# Aim of the task:
If a line in the records below contains the word "laid", copy it.

# Collected data entries:
*****

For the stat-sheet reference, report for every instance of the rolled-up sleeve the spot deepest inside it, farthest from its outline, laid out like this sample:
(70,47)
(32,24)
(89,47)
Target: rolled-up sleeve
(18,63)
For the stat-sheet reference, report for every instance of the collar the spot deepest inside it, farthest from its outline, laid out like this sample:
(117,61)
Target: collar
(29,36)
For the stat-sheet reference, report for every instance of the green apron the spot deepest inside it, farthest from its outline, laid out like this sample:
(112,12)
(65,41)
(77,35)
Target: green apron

*****

# Task output:
For the stat-sheet reference, report for every instance of the rolled-up sleeve the spot deepest inside it, farthest from its outline, laid out like this sample:
For the stat-sheet reference, report for every instance of the collar the spot deepest inside it, farthest from its outline, laid out like this sample:
For the stat-sheet reference, report for every instance of the green apron the spot deepest inside it, farthest from its outline, laid out like this sample:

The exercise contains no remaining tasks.